● **提供文章**:

# # # #

社会に出て、母との関係に違和感を抱くようになった人は少なくない。一方で、自分の価値観が母の影響を受けているという人は8割以上も。専門家や経験者の声をもとに「doors世代のこれからの母との関係」を探っていく。

おおたわ史絵さんとトイアンナさんによる「母との関係」対談。下編では、doors世代が感じるモヤモヤの正体や、母と心地よい関係を築くための適切な距離感、幸せの感じ方について語ってもらいました。

誰もが母の影響を受けている

日経doors編集部(以下、――) おおたわさんは、ご自身の治療の一環で、自助グループや家族会に参加されていましたが、やはりこの悩みを解決するには有識者を頼ることが一番なんでしょうか。

おおたわ史絵さん(以下、敬称略) 有識者でなくてはならないわけではないのですが、自助グループや家族会は、人を非難してはいけないというルールやマナーが大前提にあります。自分の経験と気持ちを吐露して、聞き手は最後に「〇〇さん、ありがとう」と言う。話者に対して意見するのはNGなんですね。議論の場ではないから物足りないかもしれないけれど、それが結果的にうまくいくんです。

「ただ、共感がない場では、無理に気持ちを共有する必要はないと思います」
「ただ、共感がない場では、無理に気持ちを共有する必要はないと思います」

トイアンナさん(以下、敬称略) 私は「魔女のサバト」という婚活サロンを運営しているのですが、そこも「自分の経験を話すのはいいけど、人の論評をしない」というスタンスを取っています。

 「どんな人が自分に合っているんだろう」とか「どうすれば結婚できるんだろう」とか、婚活迷子になっている人と話していて感じるのは、婚活の相談って母娘の悩みに直結しているということ。「こんな人が理想」だと抱いているものが、もはや自分の要望なのか、母親の要望なのかが判断つかなくなっている人も多いですね。

おおたわ 結婚観や人生観が、母の影響を受けていると感じる人はたくさんいると思います。実は、医学的にも、食の好みや体質は、母親に8割方似るといわれています。例えば、ミトコンドリアDNAは母親のものしか子どもに遺伝しないんです。

母と似ている部分をどう考えるか

 母親の影響って、拭い去れない宿命的なものもあるんですよね。ただ、自分の半分は母親からできていると考えると「自分って一体何なんだろう、母親に翻弄されているだけじゃないか」と思うかもしれませんが、結局は、人って、自分の中にある母親に似た部分を否定したり隠したり、封印したり、たまに出してみたりしながら、生きているものなんだな、と思いますよ。

トイ 母に似ている部分って、自分でもイヤだなって思うかもしれないけど、否定し続けていると、そのまま自分のことを好きになれないと思うんです。

# # # #

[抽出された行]
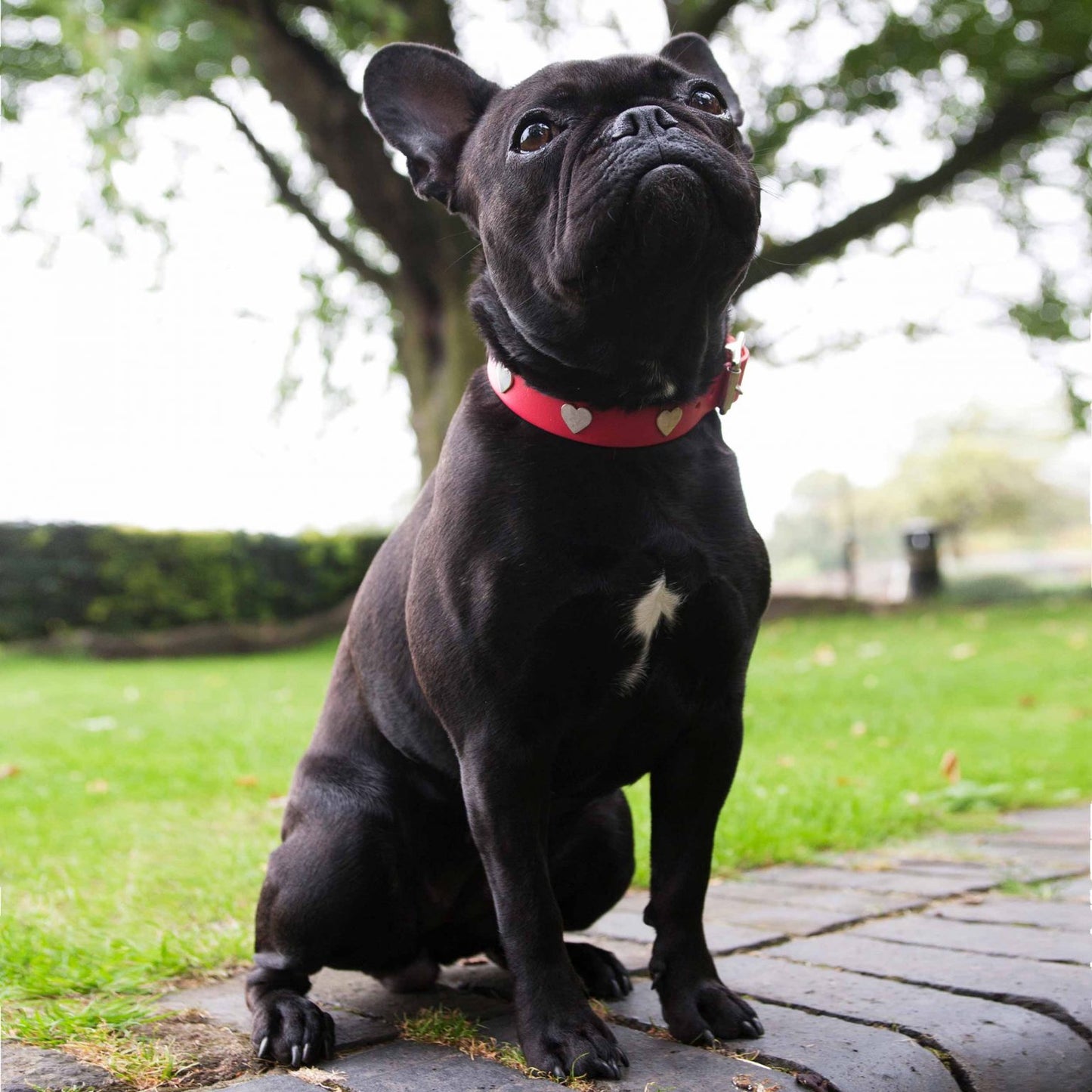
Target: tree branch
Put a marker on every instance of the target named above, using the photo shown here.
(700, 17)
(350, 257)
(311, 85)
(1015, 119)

# # # #

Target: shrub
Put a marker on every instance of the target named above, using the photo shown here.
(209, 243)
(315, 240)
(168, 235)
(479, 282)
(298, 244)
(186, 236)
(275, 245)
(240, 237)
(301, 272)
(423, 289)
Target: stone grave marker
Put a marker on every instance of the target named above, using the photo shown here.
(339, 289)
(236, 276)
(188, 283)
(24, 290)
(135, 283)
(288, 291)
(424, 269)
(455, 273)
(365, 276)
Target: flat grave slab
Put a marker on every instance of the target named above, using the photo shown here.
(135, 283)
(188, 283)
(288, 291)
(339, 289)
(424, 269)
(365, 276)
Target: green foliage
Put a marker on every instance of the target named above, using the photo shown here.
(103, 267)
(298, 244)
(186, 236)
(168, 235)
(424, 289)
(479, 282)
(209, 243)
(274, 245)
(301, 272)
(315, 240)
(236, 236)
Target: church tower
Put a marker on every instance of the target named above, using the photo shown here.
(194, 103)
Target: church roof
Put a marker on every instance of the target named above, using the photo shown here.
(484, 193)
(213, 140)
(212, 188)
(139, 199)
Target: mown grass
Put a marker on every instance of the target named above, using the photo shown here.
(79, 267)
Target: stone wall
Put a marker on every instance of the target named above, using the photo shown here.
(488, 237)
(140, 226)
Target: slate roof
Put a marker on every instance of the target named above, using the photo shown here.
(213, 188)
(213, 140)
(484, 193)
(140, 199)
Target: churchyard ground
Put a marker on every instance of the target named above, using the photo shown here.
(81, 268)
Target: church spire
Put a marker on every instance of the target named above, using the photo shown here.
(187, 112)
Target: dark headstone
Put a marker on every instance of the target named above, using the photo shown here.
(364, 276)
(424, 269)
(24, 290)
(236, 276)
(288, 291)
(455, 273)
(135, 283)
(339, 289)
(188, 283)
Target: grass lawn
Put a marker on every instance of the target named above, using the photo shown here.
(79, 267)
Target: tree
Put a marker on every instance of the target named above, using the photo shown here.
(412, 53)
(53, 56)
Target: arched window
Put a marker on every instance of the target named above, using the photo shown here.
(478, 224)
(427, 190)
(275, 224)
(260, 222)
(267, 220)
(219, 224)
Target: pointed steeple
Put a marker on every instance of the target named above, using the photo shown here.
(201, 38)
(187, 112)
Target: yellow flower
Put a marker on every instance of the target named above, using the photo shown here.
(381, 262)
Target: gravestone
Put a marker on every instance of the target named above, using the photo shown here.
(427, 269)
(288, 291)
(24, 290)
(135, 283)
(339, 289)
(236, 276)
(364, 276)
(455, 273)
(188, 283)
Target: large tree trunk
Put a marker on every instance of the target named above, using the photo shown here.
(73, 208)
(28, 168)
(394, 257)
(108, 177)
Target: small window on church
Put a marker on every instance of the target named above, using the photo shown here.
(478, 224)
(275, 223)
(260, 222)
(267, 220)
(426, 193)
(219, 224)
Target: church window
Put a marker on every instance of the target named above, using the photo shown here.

# # # #

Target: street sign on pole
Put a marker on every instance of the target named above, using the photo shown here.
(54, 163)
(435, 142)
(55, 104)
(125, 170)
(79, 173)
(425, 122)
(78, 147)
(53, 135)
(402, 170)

# # # #

● **作業課題**:
母との関係についての文章のうち、「日経doors編集部(以下、」を含む語句で始まり「くなっている人も多いですね。」で終わる部分を、「自助グループ」を「自助会」に置き換えて書き直してください。

● **課題の出力**:
日経doors編集部(以下、――) おおたわさんは、ご自身の治療の一環で、自助会や家族会に参加されていましたが、やはりこの悩みを解決するには有識者を頼ることが一番なんでしょうか。

おおたわ史絵さん(以下、敬称略) 有識者でなくてはならないわけではないのですが、自助会や家族会は、人を非難してはいけないというルールやマナーが大前提にあります。自分の経験と気持ちを吐露して、聞き手は最後に「〇〇さん、ありがとう」と言う。話者に対して意見するのはNGなんですね。議論の場ではないから物足りないかもしれないけれど、それが結果的にうまくいくんです。

「ただ、共感がない場では、無理に気持ちを共有する必要はないと思います」
「ただ、共感がない場では、無理に気持ちを共有する必要はないと思います」

トイアンナさん(以下、敬称略) 私は「魔女のサバト」という婚活サロンを運営しているのですが、そこも「自分の経験を話すのはいいけど、人の論評をしない」というスタンスを取っています。

 「どんな人が自分に合っているんだろう」とか「どうすれば結婚できるんだろう」とか、婚活迷子になっている人と話していて感じるのは、婚活の相談って母娘の悩みに直結しているということ。「こんな人が理想」だと抱いているものが、もはや自分の要望なのか、母親の要望なのかが判断つかなくなっている人も多いですね。